### EXERCISE DIRECTIONS
Quote the linear regression code below verbatim, between "Here n is the" and "d * phid(xd)", inclusive.

### PAGE TEXT
In [2722]:
import math
import numpy as np
# Note: please don't add any new package, you should solve this problem using only the packages above.
#-------------------------------------------------------------------------
'''
    Problem 1: Linear Regression
    In this problem, you will implement the linear regression method based upon gradient descent.
    Xw  = y
    You could test the correctness of your code by typing `pytest -v test.py` in the terminal.
    Note: please don't use any existing package for linear regression problem, implement your own version.
'''

#--------------------------
def compute_Phi(x,p):
    '''
        Compute the feature matrix Phi of x. We will construct p polynoials, the p features of the data samples. 
        The features of each sample, is x^0, x^1, x^2 ... x^(p-1)
        Input:
            x : a vector of samples in one dimensional space, a numpy vector of shape (n,).
                Here n is the number of samples.
            p : the number of polynomials/features
        Output:
            Phi: the design/feature matrix of x, a numpy array of shape (n,p).
    '''
    #########################################
    ## INSERT YOUR CODE HERE
    #phi1(x) + phi2(x).....phid(x)
    #h w (x) = w 0 + w 1 * phi1(x1) + w 2 * phi2(x2) + ... + w d * phid(xd)
    columns = []
    for i in range(p):
        column = x**i
        columns.append(column)
    Phi = np.column_stack(columns)
    


    #########################################
    return Phi 

#--------------------------
def compute_yhat(Phi, w):
    '''
        Compute the linear logit value (predicted value) of all data instances. z = <w, x>
        Here <w, x> represents the dot product of the two vectors.
        Input:
            Phi: the feature matrix of all data instance, a float numpy array of shape (n,p). 
            w: the weights parameter of the linear model, a float numpy array of shape (p,).

### EXTRACTED ENTRIES
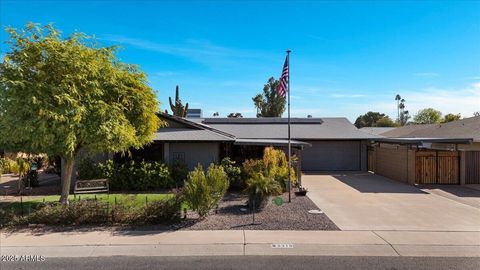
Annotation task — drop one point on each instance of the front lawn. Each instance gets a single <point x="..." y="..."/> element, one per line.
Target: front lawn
<point x="131" y="200"/>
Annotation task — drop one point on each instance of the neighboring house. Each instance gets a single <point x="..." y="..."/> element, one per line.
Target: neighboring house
<point x="446" y="153"/>
<point x="321" y="144"/>
<point x="377" y="130"/>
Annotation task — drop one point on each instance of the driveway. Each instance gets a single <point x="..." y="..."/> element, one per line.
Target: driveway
<point x="364" y="201"/>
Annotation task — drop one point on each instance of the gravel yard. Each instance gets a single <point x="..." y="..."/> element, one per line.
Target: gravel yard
<point x="289" y="216"/>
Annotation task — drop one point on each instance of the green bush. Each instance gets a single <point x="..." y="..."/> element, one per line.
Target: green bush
<point x="8" y="165"/>
<point x="267" y="176"/>
<point x="93" y="212"/>
<point x="203" y="191"/>
<point x="274" y="165"/>
<point x="179" y="172"/>
<point x="31" y="179"/>
<point x="164" y="211"/>
<point x="234" y="173"/>
<point x="139" y="176"/>
<point x="128" y="176"/>
<point x="88" y="169"/>
<point x="260" y="187"/>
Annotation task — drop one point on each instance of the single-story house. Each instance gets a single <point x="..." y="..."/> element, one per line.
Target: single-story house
<point x="321" y="144"/>
<point x="447" y="153"/>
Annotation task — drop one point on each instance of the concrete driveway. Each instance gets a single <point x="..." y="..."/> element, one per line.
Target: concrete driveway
<point x="364" y="201"/>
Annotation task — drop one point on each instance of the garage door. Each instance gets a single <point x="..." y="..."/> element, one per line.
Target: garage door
<point x="332" y="156"/>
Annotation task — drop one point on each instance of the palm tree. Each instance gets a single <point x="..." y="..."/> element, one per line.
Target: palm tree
<point x="258" y="100"/>
<point x="397" y="98"/>
<point x="21" y="169"/>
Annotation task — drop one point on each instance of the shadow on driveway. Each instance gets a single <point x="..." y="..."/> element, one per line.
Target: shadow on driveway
<point x="365" y="183"/>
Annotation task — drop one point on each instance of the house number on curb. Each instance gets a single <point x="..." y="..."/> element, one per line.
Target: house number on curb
<point x="282" y="245"/>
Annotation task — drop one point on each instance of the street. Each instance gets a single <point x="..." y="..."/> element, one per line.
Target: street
<point x="249" y="262"/>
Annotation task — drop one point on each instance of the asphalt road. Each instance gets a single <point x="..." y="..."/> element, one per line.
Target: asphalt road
<point x="249" y="262"/>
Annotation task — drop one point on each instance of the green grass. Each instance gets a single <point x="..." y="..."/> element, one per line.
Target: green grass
<point x="131" y="200"/>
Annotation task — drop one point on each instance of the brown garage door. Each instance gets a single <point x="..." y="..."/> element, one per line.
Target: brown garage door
<point x="472" y="167"/>
<point x="437" y="167"/>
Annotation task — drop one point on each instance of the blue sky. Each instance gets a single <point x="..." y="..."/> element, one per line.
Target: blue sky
<point x="348" y="57"/>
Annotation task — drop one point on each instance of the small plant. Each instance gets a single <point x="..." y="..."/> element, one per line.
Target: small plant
<point x="260" y="187"/>
<point x="8" y="165"/>
<point x="31" y="179"/>
<point x="21" y="169"/>
<point x="203" y="191"/>
<point x="233" y="172"/>
<point x="274" y="165"/>
<point x="88" y="169"/>
<point x="179" y="172"/>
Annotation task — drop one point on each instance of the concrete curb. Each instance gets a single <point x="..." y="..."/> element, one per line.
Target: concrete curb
<point x="238" y="243"/>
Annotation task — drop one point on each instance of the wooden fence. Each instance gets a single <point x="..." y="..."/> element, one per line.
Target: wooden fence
<point x="437" y="167"/>
<point x="472" y="167"/>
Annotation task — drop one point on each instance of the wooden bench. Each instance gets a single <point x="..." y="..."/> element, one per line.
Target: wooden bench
<point x="91" y="186"/>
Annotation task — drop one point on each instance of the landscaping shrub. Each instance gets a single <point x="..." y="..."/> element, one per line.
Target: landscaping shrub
<point x="76" y="213"/>
<point x="140" y="176"/>
<point x="203" y="191"/>
<point x="179" y="172"/>
<point x="268" y="176"/>
<point x="128" y="176"/>
<point x="91" y="212"/>
<point x="260" y="187"/>
<point x="251" y="167"/>
<point x="274" y="165"/>
<point x="8" y="165"/>
<point x="31" y="179"/>
<point x="234" y="173"/>
<point x="164" y="211"/>
<point x="88" y="169"/>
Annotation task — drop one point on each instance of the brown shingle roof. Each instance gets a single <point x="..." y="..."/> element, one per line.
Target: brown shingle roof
<point x="465" y="128"/>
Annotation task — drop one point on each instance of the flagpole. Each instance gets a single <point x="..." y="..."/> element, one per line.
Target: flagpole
<point x="289" y="134"/>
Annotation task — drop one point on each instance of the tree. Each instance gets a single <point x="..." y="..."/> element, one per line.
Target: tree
<point x="385" y="122"/>
<point x="398" y="98"/>
<point x="270" y="103"/>
<point x="449" y="117"/>
<point x="371" y="119"/>
<point x="404" y="115"/>
<point x="235" y="115"/>
<point x="178" y="109"/>
<point x="428" y="116"/>
<point x="21" y="169"/>
<point x="62" y="95"/>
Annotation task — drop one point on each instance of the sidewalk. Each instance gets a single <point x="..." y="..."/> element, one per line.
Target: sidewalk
<point x="238" y="243"/>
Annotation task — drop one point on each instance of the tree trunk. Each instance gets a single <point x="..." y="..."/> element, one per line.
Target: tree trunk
<point x="20" y="184"/>
<point x="66" y="178"/>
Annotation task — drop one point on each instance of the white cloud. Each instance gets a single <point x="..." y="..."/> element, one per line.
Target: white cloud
<point x="201" y="51"/>
<point x="165" y="74"/>
<point x="427" y="74"/>
<point x="347" y="95"/>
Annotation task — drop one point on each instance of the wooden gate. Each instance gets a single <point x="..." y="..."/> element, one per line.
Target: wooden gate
<point x="371" y="160"/>
<point x="436" y="167"/>
<point x="472" y="167"/>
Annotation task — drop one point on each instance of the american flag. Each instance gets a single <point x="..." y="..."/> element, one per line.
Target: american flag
<point x="283" y="83"/>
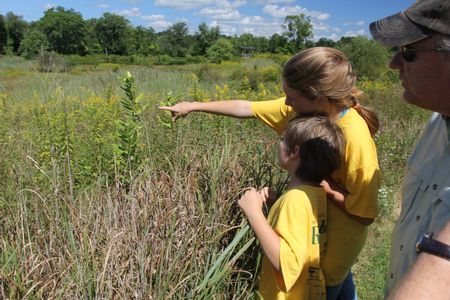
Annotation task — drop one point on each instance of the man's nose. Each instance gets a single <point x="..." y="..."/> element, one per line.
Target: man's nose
<point x="396" y="61"/>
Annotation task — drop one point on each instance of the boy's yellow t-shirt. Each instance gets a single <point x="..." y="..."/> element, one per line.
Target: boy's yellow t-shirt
<point x="360" y="176"/>
<point x="299" y="217"/>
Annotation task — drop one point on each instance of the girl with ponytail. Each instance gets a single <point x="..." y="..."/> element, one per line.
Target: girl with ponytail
<point x="320" y="81"/>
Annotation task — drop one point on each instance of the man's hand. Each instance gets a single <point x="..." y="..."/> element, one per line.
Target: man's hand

### ANSWER TO THIS EXERCISE
Here n is the number of samples.
            p : the number of polynomials/features
        Output:
            Phi: the design/feature matrix of x, a numpy array of shape (n,p).
    '''
    #########################################
    ## INSERT YOUR CODE HERE
    #phi1(x) + phi2(x).....phid(x)
    #h w (x) = w 0 + w 1 * phi1(x1) + w 2 * phi2(x2) + ... + w d * phid(xd)